Exhibition “Josip Plečnik, Central European Architect”

More than a century has passed since Josip Plečnik left his position as a professor at the Prague School of Applied Arts and more than a quarter of a century since the Grand Exhibition on his work took place at Prague Castle. His work in Prague was also well-received in Slovakia. He himself collected artifacts of Slovak folk art, and his students, especially Jindřich Merganc, had a significant impact on the development of Slovak architecture. Because his work has lost none of its relevance, we want to commemorate him today with a unique exhibition at Bratislava Castle.

 

It will present all three stages of his life and artistic journey. The early period in Vienna from 1892 to 1911, where he worked his way up from a journeyman carpenter to a student at the prestigious school of Prof. Otto Wagner at the Academy of Fine Arts, becoming his leading collaborator and later an independent architect who gained respect for designing the Zacherl Palace and the Church of the Holy Spirit. When the heir to the throne Ferdinand d’Este prevented Plečnik’s appointment as  successor to Prof. Wagner, his second creative period began: his school friend Jan Kotěra promoted him to the position of professor at the Czech School of Applied Arts, and so Plečnik moved to Prague in 1911, where he trained as many as fifty leading Czech architects in just 10 years. In 1921, the final stage of his life began. He accepted a professorship in his native Ljubljana, but at the same time he served as leading architect at Prague Castle during the time of the first Czechoslovak president Tomáš Garrigue Masaryk, to which he gave the current dignified appearance to represent the presidency with excellent modifications. At the same time, he began to reshape the face of the Slovenian metropolis, which he enriched until his death with a number of urban ensembles and architectural standalones. Forgotten in the era of the late modernism, Josip Plečnik was rediscovered with an exhibition at the Centre Pompidou in Paris in 1986 and later with an exhibition at Prague Castle in the summer of 1996. In his work, he connects the traditions of ancient and Renaissance architecture with a modern understanding of space and innovative technological methods in an original way. Therefore, his work is also inspiring for contemporary Central European architecture.

(Records from a data source)

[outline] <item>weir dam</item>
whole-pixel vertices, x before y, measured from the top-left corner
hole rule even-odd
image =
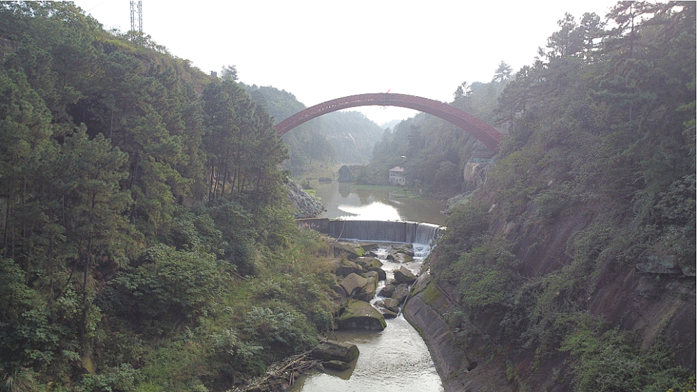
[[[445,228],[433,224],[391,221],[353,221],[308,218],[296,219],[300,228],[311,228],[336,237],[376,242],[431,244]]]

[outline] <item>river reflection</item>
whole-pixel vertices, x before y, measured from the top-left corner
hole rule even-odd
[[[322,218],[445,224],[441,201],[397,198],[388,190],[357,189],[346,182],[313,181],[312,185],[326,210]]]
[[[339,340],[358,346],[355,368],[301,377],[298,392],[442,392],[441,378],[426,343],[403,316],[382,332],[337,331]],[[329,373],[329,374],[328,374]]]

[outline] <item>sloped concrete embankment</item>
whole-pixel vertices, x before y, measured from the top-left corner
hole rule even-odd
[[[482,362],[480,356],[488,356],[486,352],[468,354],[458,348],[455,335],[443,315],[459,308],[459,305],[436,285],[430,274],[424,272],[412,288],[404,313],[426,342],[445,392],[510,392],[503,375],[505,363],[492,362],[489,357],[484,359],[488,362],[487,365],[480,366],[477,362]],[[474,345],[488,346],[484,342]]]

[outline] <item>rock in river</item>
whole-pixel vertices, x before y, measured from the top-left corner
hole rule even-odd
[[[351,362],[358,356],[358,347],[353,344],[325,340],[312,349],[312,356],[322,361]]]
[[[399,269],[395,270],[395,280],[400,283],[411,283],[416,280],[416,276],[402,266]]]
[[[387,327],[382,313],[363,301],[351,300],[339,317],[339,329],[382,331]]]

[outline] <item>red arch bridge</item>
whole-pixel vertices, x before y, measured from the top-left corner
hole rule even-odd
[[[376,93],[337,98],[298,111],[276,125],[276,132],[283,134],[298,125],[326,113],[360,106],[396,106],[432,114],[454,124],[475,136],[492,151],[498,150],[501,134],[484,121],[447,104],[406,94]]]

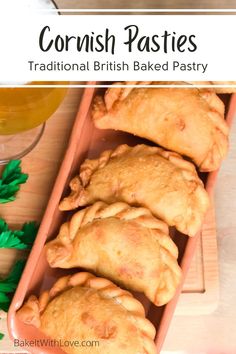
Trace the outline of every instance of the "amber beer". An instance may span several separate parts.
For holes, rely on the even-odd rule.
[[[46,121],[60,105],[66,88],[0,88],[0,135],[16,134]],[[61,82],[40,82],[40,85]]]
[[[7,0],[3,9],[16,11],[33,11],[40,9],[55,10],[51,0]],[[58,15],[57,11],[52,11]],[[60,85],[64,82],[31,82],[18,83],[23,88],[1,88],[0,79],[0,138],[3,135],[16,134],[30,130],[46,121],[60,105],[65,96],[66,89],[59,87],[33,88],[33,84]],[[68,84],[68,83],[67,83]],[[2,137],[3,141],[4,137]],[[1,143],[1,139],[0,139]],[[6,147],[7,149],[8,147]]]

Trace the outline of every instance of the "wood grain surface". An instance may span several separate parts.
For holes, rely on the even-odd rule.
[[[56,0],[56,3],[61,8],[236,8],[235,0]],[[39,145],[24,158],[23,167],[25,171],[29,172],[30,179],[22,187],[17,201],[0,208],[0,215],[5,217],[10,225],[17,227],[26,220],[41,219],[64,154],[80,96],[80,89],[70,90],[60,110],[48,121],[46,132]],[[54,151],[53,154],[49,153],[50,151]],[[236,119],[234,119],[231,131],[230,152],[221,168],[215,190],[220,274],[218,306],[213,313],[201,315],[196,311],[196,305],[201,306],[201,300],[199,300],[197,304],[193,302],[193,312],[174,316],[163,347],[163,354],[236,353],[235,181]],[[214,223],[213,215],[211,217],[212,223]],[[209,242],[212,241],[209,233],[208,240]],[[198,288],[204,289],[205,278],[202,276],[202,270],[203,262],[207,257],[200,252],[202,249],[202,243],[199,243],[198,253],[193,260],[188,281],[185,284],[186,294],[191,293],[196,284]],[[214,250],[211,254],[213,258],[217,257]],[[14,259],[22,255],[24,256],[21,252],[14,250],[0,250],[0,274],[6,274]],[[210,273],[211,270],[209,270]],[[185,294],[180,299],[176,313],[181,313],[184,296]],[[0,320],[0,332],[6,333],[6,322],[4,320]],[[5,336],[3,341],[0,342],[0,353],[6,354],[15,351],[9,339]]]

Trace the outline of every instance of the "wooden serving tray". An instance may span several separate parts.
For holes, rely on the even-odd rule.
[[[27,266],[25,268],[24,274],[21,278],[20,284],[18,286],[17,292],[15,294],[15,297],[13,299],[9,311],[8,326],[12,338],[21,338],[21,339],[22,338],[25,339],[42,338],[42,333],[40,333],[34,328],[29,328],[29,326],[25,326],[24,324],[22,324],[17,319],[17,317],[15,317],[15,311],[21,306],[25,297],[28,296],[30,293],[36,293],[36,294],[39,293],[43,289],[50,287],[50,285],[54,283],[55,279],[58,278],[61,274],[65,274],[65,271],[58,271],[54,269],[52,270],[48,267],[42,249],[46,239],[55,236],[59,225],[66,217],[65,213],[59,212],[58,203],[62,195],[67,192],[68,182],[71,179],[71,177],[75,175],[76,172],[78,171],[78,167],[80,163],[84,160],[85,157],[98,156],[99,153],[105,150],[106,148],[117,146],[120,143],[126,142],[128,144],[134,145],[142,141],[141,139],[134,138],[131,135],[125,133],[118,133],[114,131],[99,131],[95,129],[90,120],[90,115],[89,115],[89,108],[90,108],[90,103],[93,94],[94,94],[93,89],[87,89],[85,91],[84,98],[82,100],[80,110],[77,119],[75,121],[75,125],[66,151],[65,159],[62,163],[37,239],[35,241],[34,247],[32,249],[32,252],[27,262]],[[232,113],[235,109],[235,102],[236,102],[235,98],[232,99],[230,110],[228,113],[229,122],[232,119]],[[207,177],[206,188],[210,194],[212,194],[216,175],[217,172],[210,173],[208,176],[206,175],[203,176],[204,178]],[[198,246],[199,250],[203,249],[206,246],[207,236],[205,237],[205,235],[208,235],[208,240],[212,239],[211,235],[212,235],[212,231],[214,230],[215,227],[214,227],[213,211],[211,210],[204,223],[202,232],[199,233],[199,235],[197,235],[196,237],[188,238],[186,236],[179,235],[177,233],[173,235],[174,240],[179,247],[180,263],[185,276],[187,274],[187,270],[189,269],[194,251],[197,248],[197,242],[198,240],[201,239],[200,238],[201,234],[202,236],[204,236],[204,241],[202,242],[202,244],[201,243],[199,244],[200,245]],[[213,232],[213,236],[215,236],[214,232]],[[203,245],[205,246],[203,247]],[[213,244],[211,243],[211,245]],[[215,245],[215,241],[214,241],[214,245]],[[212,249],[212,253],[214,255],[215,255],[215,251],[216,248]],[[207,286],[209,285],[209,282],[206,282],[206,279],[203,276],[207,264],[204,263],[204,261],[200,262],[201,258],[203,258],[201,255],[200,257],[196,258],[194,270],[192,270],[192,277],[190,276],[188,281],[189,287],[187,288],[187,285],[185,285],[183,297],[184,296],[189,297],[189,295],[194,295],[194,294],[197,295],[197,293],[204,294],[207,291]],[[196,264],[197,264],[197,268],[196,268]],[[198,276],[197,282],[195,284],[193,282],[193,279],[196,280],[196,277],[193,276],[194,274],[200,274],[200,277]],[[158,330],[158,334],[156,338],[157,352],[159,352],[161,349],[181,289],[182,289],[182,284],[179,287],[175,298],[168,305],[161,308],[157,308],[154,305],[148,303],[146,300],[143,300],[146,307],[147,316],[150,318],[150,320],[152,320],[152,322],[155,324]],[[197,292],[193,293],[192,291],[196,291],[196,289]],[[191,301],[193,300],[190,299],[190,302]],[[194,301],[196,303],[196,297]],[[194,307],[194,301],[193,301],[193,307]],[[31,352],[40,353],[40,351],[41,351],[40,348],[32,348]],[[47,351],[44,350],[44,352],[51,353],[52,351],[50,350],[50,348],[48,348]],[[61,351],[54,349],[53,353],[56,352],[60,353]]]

...

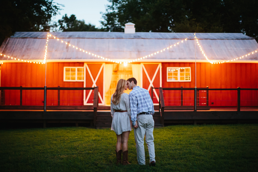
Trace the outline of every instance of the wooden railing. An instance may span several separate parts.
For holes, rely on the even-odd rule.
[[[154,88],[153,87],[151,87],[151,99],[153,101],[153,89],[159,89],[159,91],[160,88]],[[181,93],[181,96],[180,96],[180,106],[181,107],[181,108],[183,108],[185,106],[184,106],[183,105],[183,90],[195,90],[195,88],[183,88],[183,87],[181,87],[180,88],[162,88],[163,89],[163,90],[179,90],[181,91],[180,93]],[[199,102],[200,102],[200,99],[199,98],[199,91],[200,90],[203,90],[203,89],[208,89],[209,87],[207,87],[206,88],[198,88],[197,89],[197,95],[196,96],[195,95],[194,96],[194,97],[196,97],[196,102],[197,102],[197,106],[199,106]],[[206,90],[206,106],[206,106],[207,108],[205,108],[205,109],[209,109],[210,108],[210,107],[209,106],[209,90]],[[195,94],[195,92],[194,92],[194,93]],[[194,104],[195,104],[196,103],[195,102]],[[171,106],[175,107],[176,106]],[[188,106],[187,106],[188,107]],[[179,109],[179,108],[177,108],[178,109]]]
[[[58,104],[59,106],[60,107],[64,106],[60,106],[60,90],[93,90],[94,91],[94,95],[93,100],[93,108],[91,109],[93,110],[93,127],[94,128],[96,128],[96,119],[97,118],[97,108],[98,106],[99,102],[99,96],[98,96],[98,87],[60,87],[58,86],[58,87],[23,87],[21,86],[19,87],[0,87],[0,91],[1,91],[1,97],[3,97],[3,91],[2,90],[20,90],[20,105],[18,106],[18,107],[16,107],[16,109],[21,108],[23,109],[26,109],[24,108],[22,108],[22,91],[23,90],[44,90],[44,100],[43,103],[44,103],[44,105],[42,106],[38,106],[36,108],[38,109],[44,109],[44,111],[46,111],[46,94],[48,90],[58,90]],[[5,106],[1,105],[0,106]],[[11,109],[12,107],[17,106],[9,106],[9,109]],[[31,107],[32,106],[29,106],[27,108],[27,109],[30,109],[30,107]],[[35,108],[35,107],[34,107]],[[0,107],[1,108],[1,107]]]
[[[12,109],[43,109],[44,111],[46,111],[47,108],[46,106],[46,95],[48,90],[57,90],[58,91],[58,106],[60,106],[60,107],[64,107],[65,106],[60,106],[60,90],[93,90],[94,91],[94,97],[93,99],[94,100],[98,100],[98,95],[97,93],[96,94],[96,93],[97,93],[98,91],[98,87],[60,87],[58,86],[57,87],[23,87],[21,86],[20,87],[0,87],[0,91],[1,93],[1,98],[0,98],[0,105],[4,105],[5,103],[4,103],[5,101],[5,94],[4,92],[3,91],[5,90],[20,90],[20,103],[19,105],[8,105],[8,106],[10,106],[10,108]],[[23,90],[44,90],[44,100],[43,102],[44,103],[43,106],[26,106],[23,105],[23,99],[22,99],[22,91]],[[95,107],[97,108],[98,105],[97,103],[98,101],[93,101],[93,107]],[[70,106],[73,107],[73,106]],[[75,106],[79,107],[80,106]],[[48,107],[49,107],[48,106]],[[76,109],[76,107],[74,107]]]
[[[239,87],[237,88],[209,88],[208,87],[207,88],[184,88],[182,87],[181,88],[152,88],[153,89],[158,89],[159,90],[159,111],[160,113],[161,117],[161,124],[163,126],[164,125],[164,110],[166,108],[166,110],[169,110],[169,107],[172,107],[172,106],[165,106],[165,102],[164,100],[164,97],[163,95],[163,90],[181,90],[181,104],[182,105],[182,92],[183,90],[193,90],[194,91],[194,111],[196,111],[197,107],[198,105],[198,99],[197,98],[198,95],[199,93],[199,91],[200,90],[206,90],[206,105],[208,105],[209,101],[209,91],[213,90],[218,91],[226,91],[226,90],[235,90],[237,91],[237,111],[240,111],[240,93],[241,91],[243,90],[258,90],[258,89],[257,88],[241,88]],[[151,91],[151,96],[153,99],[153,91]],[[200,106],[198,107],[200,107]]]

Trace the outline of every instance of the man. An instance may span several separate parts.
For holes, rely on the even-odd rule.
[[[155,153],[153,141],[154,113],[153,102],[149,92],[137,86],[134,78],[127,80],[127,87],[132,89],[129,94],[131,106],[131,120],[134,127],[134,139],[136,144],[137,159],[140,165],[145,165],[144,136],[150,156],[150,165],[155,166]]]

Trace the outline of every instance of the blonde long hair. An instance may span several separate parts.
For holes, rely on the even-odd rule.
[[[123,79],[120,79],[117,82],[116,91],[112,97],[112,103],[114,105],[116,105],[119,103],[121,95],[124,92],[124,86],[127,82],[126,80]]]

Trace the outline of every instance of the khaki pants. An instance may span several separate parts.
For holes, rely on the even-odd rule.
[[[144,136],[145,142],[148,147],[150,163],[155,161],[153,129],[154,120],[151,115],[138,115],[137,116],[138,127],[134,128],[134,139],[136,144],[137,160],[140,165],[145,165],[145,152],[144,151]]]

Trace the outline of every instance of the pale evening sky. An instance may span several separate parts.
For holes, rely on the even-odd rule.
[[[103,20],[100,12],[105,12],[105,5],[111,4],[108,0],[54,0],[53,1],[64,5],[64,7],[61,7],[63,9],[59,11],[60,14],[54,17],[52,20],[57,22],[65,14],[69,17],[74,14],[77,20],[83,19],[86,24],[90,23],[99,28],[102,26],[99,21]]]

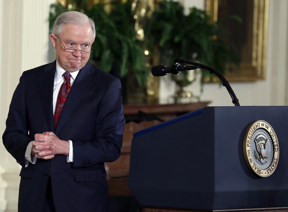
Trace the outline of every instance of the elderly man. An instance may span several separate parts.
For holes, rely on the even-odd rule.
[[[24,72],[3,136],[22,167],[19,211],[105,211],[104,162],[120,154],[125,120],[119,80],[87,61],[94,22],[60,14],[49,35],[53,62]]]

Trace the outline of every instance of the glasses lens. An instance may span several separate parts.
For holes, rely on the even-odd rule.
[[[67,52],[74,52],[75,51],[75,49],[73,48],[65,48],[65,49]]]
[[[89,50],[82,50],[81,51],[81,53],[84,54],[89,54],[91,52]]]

◆ Exercise
Condense the paragraph of the Plečnik exhibition text that begins "More than a century has passed" into a shorter paragraph that keeps its main facts.

◆ Problem solution
Over a hundred years after Josip Plečnik left his professorship at the Prague School of Applied Arts, and over twenty-five years after the Grand Exhibition of his work at Prague Castle, his work remains relevant. His Prague work was also well received in Slovakia. He collected Slovak folk art, and his students, especially Jindřich Merganc, strongly shaped Slovak architecture. A unique exhibition at Bratislava Castle now commemorates him.